===== RECORD SET

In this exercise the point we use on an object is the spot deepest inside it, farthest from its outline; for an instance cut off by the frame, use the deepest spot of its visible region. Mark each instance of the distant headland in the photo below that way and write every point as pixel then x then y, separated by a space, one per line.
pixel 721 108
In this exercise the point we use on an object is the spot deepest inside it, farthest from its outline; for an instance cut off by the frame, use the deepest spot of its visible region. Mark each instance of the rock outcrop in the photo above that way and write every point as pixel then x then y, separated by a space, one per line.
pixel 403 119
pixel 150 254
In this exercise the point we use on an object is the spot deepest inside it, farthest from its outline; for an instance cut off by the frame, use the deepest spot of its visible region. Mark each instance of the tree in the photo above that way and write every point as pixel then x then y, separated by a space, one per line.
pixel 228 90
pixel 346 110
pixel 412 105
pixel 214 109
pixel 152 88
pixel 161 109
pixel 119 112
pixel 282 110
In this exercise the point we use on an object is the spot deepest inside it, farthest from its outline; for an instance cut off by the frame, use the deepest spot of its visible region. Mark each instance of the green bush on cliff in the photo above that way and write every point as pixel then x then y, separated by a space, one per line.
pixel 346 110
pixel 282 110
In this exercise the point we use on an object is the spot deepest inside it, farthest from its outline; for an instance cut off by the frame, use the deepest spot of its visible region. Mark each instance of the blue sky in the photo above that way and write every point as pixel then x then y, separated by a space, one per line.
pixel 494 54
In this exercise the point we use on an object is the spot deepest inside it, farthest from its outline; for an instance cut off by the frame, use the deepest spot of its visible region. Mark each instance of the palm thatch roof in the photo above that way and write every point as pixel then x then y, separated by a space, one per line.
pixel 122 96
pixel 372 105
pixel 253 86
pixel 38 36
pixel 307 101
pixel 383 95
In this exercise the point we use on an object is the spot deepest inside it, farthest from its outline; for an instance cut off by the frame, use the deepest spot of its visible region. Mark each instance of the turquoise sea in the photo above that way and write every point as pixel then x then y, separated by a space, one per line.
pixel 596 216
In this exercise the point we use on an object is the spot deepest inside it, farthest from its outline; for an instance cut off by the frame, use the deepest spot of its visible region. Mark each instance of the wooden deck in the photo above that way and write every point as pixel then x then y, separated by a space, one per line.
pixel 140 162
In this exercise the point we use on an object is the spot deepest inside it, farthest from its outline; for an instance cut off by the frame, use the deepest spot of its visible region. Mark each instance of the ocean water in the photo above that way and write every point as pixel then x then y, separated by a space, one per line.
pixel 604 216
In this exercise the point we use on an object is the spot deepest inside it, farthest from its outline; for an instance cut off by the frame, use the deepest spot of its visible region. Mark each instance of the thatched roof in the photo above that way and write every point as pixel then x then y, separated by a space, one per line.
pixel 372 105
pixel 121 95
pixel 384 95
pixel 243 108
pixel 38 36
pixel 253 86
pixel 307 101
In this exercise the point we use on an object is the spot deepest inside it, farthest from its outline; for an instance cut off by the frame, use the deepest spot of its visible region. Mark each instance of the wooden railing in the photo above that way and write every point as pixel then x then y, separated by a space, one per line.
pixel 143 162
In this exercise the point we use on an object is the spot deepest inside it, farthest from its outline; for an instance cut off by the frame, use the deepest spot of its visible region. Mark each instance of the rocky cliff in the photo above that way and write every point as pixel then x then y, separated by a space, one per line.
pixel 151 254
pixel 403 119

==========

(YOUR ASSIGNMENT) Set all of the material down once more, unchanged.

(ANSWER BELOW)
In this exercise the point we use on an object is the spot deepest inside it, farthest from its outline; for an instance cut off by the frame, use the deepest spot of its visible region. Mark each instance of the distant headland in the photo below that way and write every point as pixel then x then y, separated by a space, one per line.
pixel 721 108
In this exercise the point we use on an object is the spot deepest inside it, farthest from its outline; for an instance cut off by the frame, use the deepest spot of its visible region. Mark each instance of the rock outcrop in the photo above that way and write every point as pixel then x then y, separated by a space, one per line.
pixel 403 119
pixel 150 254
In this exercise the point we use on an object is the spot deepest inside it, farthest from its outline; for an instance cut off by the frame, use the deepest spot of its visible region. Mark each instance of the tree in the photo above that way and write every point as pixel then x then y, separated by a space, one per line.
pixel 228 90
pixel 346 110
pixel 412 105
pixel 214 109
pixel 152 88
pixel 161 109
pixel 119 112
pixel 282 110
In this exercise the point we use on an object is the spot deepest inside it, farthest from its outline; for an instance cut off by the frame, use the deepest spot of its visible region. Mark each instance of the green bush on cliff in the photo above that way and write every point as pixel then x then y, separated by a space, one per line.
pixel 346 110
pixel 282 110
In this exercise the point we use on an object is the spot deepest inside it, farthest from its outline; for an instance cut off by the frame, use the deepest spot of its visible region. Mark each instance of the blue sky in the photo above that way and write every point as pixel then x then y, separated by a space, one per line.
pixel 494 54
In this exercise the point we use on an object is the spot deepest inside it, farthest from its outline; for an instance cut off by the frame, use the deepest spot of its visible region. Mark each instance of the palm thatch roof in the photo above that way and write every point as pixel then x then y, separated by a space, one per line.
pixel 122 96
pixel 372 105
pixel 253 86
pixel 38 36
pixel 307 101
pixel 383 95
In this exercise the point we use on an object is the spot deepest inside it, farthest from its outline; for an instance cut off by the frame, use the deepest spot of its visible region. Mark each instance of the turquoise sea in the photo above that way and write every point as pixel then x then y, separated by a space, one per line.
pixel 596 216
In this exercise the point we use on an object is the spot deepest inside it, farthest from its outline; for an instance cut off by the frame, use the deepest spot of its visible region. Mark each instance of the wooden deck in the photo above that way and write every point as pixel then x then y, separated by a space, one per line.
pixel 140 162
In this exercise the point we use on an object is the spot deepest inside it, farthest from its outline; for an instance cut off by the frame, use the deepest spot of its visible region. Mark each instance of the ocean water in the photo above that way and write every point as pixel then x then y, separated by a space, one per line.
pixel 604 216
In this exercise the point we use on an object is the spot deepest inside it, farthest from its outline; for an instance cut off by the frame, use the deepest spot of its visible region. Mark each instance of the thatched roof in the photo above that way and write every point as pixel then x then y, separated by a space, one per line.
pixel 372 105
pixel 121 95
pixel 384 95
pixel 243 108
pixel 38 36
pixel 253 86
pixel 307 101
In this exercise the point we use on an object is the spot deepest inside it, farthest from its outline; for an instance cut off by the frame, use the deepest spot of its visible region. Mark each instance of the wooden railing in the photo above that way and write every point as pixel then x then y, separated by a space, one per line.
pixel 143 162
In this exercise the point we use on an object is the spot deepest inside it, farthest from its outline; for an instance cut off by the frame, use the deepest spot of its visible region. Mark each instance of the rocky cliff in the photo above that way and write every point as pixel then x then y, separated by a space, one per line.
pixel 151 254
pixel 403 119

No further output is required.